**Task instructions**
Every line below that has the string "facade" needs to be copied.

══ Information supplied

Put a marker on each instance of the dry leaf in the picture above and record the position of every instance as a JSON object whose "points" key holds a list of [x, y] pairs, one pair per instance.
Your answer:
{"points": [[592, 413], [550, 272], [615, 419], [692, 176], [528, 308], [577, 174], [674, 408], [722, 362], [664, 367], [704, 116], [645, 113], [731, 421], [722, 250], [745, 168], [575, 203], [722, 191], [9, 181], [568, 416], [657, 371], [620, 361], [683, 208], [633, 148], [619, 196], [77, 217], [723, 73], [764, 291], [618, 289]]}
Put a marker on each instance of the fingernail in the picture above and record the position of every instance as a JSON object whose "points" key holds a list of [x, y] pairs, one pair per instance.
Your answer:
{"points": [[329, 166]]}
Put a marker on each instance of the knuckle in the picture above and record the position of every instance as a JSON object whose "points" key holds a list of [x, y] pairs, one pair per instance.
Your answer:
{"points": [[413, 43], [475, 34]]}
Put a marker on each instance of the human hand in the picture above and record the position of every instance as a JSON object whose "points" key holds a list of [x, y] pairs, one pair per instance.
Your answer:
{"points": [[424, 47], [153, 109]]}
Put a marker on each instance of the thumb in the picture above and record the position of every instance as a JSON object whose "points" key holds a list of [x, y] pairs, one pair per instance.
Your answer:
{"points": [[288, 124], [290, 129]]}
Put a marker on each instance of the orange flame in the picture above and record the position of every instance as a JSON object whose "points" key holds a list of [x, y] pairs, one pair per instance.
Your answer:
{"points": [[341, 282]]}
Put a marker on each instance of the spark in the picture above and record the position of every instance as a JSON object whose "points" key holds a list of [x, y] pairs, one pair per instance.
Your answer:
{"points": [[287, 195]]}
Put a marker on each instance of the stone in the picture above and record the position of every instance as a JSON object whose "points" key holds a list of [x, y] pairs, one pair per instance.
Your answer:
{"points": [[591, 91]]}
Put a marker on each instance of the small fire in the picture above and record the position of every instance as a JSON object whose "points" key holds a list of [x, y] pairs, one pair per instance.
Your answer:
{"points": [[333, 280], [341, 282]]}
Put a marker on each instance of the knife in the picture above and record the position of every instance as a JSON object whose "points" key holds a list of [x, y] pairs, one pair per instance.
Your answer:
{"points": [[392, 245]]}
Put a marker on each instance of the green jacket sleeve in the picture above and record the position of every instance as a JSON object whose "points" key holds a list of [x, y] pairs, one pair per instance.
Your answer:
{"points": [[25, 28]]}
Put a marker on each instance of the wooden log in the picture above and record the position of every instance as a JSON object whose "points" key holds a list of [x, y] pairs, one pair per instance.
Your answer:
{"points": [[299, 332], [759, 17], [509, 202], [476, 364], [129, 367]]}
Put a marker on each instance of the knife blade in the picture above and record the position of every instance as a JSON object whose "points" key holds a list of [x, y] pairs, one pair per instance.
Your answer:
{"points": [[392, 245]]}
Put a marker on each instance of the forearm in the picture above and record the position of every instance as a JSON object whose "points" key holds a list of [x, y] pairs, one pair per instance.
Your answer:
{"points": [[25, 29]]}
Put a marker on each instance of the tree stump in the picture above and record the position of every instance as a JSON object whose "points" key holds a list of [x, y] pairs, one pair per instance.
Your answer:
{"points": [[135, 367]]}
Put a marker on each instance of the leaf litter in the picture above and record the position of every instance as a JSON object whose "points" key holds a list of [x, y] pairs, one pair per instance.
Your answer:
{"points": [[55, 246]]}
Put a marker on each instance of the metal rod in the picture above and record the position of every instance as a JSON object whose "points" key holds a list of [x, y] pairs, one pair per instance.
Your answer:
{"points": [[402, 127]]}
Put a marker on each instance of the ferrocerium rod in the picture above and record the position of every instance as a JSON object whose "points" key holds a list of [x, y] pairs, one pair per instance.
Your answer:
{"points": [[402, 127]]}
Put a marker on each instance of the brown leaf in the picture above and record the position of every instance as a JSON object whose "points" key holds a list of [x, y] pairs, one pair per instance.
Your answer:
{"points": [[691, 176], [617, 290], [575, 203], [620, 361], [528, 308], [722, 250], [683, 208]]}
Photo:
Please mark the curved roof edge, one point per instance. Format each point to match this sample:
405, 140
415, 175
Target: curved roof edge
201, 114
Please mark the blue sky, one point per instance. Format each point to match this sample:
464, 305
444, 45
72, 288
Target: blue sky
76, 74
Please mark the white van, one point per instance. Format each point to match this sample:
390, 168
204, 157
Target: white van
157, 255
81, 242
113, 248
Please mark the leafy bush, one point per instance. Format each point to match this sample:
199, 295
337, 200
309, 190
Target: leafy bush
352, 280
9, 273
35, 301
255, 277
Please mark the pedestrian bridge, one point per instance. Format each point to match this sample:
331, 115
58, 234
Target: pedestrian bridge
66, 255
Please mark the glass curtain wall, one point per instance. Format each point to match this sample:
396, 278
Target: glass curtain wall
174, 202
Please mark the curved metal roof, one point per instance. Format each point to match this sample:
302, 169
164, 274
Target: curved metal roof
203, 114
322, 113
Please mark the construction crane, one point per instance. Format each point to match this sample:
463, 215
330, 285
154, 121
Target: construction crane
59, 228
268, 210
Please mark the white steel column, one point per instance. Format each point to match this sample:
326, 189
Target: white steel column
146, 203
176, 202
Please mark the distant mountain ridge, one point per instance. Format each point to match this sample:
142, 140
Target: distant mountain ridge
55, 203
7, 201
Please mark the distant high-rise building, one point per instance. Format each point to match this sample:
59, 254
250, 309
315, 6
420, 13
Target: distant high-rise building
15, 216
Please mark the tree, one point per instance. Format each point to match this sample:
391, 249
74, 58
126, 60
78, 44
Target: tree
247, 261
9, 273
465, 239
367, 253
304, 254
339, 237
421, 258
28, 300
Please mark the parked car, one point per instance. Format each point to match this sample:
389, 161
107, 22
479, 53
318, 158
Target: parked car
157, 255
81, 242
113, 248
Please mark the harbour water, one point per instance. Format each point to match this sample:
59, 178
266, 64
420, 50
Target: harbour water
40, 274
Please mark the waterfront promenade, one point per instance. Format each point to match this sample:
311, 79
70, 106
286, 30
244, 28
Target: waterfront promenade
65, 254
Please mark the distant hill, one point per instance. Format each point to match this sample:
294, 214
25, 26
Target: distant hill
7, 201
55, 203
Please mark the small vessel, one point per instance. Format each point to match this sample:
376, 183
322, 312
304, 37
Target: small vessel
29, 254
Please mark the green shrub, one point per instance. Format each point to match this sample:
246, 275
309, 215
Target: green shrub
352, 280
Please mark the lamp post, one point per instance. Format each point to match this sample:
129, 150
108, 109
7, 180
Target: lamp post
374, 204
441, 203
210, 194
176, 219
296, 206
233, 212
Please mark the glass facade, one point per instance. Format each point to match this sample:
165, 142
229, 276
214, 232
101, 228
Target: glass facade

════

**Worked solution**
Please mark the glass facade, one point per instance. Format each point to match this sample:
Target: glass facade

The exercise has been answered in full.